= WHAT TO WORK ON =
Whenever a line below mentions the word "ceiling", that line should be copied.

= ENTRIES PROVIDED =
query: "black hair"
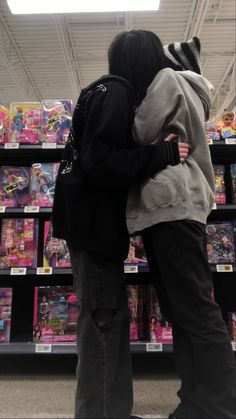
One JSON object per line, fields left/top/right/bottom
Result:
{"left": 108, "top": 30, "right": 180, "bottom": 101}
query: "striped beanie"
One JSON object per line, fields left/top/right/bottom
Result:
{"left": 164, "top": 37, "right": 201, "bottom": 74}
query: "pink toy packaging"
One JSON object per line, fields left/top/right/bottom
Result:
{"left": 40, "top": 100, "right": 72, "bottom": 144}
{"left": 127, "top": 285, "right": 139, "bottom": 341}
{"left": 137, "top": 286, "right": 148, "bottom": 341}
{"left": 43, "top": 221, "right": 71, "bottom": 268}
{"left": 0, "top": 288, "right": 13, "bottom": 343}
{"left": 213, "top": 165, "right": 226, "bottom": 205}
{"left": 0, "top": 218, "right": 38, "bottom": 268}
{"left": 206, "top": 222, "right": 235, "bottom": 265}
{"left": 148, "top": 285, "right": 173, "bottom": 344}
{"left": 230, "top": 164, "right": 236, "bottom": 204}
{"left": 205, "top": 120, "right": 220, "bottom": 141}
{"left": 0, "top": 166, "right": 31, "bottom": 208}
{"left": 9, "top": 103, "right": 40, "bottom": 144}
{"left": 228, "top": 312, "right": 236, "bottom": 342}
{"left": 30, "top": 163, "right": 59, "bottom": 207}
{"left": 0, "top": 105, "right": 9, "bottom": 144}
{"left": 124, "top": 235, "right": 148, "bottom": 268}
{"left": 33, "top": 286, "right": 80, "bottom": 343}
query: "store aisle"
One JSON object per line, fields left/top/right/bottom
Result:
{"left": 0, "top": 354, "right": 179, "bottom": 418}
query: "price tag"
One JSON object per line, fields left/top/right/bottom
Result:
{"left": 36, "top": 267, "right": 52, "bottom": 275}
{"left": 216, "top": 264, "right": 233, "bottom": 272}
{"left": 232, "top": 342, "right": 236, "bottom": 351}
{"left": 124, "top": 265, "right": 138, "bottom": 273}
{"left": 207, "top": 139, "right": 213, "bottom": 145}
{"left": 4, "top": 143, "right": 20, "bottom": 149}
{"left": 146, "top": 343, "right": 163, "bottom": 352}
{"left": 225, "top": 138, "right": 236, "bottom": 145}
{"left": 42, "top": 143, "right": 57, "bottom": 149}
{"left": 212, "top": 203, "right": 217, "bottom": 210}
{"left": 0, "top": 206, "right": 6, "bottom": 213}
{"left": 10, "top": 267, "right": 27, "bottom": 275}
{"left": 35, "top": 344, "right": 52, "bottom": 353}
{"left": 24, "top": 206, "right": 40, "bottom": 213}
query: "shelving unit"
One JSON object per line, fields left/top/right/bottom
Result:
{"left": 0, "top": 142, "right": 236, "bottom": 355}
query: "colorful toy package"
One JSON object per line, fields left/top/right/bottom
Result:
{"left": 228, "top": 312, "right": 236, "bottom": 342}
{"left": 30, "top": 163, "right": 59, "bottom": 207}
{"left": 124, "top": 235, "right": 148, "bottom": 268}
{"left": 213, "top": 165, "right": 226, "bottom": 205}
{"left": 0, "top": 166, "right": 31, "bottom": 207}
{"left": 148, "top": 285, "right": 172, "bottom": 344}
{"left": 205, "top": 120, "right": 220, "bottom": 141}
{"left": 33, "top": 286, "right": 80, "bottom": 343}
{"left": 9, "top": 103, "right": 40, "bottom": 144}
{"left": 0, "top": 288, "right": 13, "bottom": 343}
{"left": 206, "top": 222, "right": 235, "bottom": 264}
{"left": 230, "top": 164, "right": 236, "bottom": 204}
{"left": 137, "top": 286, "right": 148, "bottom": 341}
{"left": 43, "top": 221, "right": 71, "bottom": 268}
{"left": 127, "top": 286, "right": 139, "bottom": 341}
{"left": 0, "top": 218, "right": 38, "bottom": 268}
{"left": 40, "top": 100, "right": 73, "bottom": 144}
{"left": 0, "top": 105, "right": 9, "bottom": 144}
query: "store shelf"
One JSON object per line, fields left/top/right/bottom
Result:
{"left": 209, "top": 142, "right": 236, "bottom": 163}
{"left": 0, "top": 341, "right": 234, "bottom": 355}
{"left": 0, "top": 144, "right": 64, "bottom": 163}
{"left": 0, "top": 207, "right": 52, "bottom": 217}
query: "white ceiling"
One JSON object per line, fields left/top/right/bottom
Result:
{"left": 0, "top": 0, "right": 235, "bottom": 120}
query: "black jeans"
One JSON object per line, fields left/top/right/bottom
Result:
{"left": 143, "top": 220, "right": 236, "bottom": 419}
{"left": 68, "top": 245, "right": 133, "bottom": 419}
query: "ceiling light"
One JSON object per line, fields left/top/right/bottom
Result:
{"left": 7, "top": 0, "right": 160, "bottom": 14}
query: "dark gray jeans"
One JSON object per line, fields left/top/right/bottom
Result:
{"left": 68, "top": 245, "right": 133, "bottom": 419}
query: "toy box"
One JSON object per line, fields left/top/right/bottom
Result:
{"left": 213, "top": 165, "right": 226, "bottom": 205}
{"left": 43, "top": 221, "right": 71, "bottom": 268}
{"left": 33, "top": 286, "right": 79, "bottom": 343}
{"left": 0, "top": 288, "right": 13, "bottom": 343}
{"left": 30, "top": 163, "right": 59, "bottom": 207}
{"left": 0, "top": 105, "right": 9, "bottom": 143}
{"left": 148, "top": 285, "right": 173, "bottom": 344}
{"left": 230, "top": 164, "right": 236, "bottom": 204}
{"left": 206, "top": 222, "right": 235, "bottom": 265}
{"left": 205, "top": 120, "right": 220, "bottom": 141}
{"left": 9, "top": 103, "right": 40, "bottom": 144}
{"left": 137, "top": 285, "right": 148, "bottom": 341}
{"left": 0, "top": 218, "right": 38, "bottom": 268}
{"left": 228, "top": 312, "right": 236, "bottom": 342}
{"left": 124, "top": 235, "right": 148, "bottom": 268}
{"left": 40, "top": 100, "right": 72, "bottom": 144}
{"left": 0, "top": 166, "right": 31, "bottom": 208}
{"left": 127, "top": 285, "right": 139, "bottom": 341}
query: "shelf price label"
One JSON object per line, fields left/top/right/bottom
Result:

= REPLY =
query: "white ceiling"
query: "ceiling light"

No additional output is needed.